• TASK TO CARRY OUT: In the text about Slovakia's elections, what share of the vote did the Smer-SSD party win?

A party which has vowed not to “send a single round of ammunition to Ukraine” has won the largest share of votes in Slovakia’s elections. Almost 23% of the electorate voted for the Smer-SSD led by former Prime Minister, Robert Fico, who is now likely to form a coalition with other parties.
Fico campaigned strongly against illegal immigration during the run-up to the election on Saturday, and is seen as an ally to Hungary and Poland in the EU-bloc.
The Financial Times said that the result “could undermine western unity in helping Kyiv in its war against Russia”, and noted that after the results were evident, Mr Fico said that “people in Slovakia have bigger problems than Ukraine”.
Early Slovak parliamentary election results:
2 real coalitions:
▪︎ Smer+Hlas+SNS (conservative, govt of national survival, anti-Ukraine, real solutions of Slovak problems, EU realist policy)
Prime Minister: Robert Fico
▪︎ PS+Olano+SaS+KDH (Progressive, LGBT, pro US/EU) pic.twitter.com/xUeZIxXxNC— Miroslav M. 🇸🇰🇸🇾 (@MiroslavMand1) October 1, 2023
Exit polls which showed the liberal Progressive Slovakia party winning the most votes late on Saturday were proved incorrect after the ballots were counted on Sunday. Progressive Slovakia actually won some 17% of the votes, with the pro-EU Hlas party capturing around 15% of voters.
Reuters wrote that analysts believe Fico is inspired by Hungary’s Viktor Orban, and the Slovak says the interests of his own people should be put before anything else.
“We see Viktor Orban as one of those European politicians who do not fear to openly defend the interests of Hungary and Hungarian people,” Fico told Reuters in emailed responses last month.
“He puts them in the first place. And that should be the role of an elected politician, to look after the interests of his voters and his country.”
The European Conservative described the results as “proof of people’s lack of trust in the government and its handling of the COVID pandemic and the cost-of-living crisis brought about partly by the war in Ukraine.”

• INFORMATION SUPPLIED:
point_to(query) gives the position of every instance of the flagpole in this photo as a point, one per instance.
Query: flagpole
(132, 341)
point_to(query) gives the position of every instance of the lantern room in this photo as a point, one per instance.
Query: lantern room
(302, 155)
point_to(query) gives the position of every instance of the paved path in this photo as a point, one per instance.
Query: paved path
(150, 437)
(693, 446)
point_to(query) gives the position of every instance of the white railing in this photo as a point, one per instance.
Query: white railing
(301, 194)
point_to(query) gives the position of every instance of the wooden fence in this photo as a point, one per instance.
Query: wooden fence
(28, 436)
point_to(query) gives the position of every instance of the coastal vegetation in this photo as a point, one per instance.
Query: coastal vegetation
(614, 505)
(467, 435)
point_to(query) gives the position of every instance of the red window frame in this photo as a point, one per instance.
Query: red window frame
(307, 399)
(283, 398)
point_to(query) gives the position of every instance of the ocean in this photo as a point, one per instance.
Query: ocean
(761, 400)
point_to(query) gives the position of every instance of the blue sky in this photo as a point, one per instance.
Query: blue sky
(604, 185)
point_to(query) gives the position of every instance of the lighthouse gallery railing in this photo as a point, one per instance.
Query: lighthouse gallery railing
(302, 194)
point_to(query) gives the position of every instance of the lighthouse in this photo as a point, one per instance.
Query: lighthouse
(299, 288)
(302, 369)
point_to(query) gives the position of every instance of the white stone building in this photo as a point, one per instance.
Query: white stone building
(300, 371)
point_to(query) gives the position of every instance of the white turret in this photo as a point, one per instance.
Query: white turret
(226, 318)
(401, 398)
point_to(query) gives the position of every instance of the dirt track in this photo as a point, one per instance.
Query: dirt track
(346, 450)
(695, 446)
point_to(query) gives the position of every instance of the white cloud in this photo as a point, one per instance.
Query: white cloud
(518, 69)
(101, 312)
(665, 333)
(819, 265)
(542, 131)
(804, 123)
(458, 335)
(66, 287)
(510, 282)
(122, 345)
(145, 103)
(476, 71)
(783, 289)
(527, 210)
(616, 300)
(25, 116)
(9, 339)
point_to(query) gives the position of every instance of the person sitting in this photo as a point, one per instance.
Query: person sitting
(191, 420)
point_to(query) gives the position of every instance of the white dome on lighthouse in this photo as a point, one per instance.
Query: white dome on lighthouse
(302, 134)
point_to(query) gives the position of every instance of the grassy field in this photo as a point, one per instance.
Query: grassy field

• TASK RESULT: Almost 23% of the electorate voted for Smer-SSD.